Vorliegender Text:
---------------

Es liegen noch rund 15km vor uns, ich schaue ein wenig auf die Uhr. Hatte ich mir am Start noch Gedanken gemacht ob es mir vor der Dunkelheit bis ins Ziel reichen würde, so ist jetzt eher die Frage: Klappt es mit unter 10h? Es sollte auf alle Fälle reichen, dass ich die Kopfleuchte nicht doch noch auspacken muss. Die Waldabschnitte sind vorüber, es geht nun wesentlich stärker in die Weinberge und Felder. Wir streifen Grünstadt, genauer den Stadtpark mit diversen Sportvereinen. Obwohl wir direkt am Ortsrand entlang laufen, habe ich nicht das Gefühl dass ich in der Stadt wäre. Immerhin macht die Stadt ihrem Namen hier alle Ehre: Es ist alles saftig grün bzw. herbstlich bunt um uns herum. Soweit es flach ist jogge ich mir Stefan, die Steigungen gehen wir mittlerweile konsequent nach oben.
Laut Profil kommt noch ein kräftiger Anstieg, sozusagen das Äquivalent der „Asselheimer Wand“ des Weinstraßenlaufs. Nur ist es diesmal nicht Asselheim, sondern Mertesheim. Der Anstieg ist natürlich auch proportional zur Länge des Laufs angepasst, sowohl was die Steigung als auch was die Länge des Anstiegs betrifft. Das kostet nochmal reichlich Kraft. Im Gegensatz zu Stefan bin ich ohne Stöcke unterwegs, es muss also bei mir alle Kraft aus den Beinen kommen. Ich nutze die Gehpassage um nochmal etwas Energie nachzuschieben für die letzten Kilometer, es sind mittlerweile noch rund acht bis ins Ziel. Irgendwann hat auch dieser Anstieg ein Ende und wir erreichen den Segelflugplatz. Nun sind es laut Uhr nur noch unwesentliche Höhenmeter, auf alle Fälle weniger als hundert.

---------------

Daten zur Aufgabe:

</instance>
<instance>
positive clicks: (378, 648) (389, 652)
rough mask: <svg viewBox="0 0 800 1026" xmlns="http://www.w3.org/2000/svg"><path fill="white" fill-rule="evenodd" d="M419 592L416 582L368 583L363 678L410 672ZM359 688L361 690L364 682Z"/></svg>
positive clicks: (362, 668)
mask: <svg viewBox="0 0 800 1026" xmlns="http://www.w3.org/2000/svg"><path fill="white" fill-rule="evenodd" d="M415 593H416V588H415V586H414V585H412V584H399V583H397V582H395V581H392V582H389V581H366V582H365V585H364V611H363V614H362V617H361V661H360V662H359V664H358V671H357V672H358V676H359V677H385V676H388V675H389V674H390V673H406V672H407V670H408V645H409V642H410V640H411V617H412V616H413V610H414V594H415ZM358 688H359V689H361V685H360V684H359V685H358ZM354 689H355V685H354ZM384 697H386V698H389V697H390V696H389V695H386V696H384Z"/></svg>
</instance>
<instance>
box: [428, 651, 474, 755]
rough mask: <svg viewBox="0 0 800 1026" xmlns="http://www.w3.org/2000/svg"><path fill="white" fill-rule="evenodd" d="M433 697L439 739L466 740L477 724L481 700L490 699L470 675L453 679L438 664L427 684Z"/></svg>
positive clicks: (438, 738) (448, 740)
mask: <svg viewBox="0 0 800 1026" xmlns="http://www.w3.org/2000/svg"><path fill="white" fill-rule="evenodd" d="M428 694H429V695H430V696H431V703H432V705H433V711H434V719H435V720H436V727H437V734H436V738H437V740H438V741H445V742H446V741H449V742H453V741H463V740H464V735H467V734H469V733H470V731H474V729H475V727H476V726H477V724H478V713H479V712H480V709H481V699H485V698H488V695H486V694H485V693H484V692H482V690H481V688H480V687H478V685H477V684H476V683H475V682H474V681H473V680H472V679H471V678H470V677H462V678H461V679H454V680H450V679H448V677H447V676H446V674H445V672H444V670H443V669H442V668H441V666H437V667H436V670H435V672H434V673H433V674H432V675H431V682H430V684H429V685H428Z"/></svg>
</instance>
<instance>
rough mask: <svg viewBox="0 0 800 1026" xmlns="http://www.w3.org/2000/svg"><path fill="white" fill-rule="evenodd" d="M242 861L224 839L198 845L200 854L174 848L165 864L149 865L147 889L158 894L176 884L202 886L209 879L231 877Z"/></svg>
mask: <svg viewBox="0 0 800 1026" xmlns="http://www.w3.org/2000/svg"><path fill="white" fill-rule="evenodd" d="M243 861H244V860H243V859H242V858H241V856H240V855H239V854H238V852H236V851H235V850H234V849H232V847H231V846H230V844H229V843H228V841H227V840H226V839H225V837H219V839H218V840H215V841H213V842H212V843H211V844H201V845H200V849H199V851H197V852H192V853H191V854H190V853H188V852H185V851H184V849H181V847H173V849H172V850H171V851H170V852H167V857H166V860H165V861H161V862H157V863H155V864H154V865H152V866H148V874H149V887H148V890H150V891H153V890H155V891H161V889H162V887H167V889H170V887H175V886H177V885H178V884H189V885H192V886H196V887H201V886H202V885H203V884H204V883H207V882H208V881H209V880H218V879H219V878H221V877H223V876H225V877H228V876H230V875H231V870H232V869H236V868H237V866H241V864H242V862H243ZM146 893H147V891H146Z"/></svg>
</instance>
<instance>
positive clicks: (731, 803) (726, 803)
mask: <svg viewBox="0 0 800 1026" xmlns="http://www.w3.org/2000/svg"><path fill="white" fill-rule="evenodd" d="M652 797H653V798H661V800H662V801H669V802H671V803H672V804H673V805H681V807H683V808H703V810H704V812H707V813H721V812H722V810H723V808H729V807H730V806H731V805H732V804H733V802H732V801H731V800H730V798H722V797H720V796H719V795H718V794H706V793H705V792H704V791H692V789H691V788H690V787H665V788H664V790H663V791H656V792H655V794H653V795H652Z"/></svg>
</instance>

---------------

Aufgaben und Übungen:
1/ Was erreichen die Läufer laut dem Laufbericht, als der Anstieg bei Mertesheim zu Ende ist?
2/ Sammle aus der Auflistung jede Zeile, in der die Zeichenfolge „rough“ vorkommt. Achte dabei auf Groß- und Kleinschreibung.

Lösungen je Aufgabe:
1/ Sie erreichen den Segelflugplatz.

2/
rough mask: <svg viewBox="0 0 800 1026" xmlns="http://www.w3.org/2000/svg"><path fill="white" fill-rule="evenodd" d="M419 592L416 582L368 583L363 678L410 672ZM359 688L361 690L364 682Z"/></svg>
rough mask: <svg viewBox="0 0 800 1026" xmlns="http://www.w3.org/2000/svg"><path fill="white" fill-rule="evenodd" d="M433 697L439 739L466 740L477 724L481 700L490 699L470 675L453 679L438 664L427 684Z"/></svg>
rough mask: <svg viewBox="0 0 800 1026" xmlns="http://www.w3.org/2000/svg"><path fill="white" fill-rule="evenodd" d="M242 861L224 839L198 845L200 854L174 848L165 864L149 865L147 889L158 894L176 884L202 886L209 879L231 877Z"/></svg>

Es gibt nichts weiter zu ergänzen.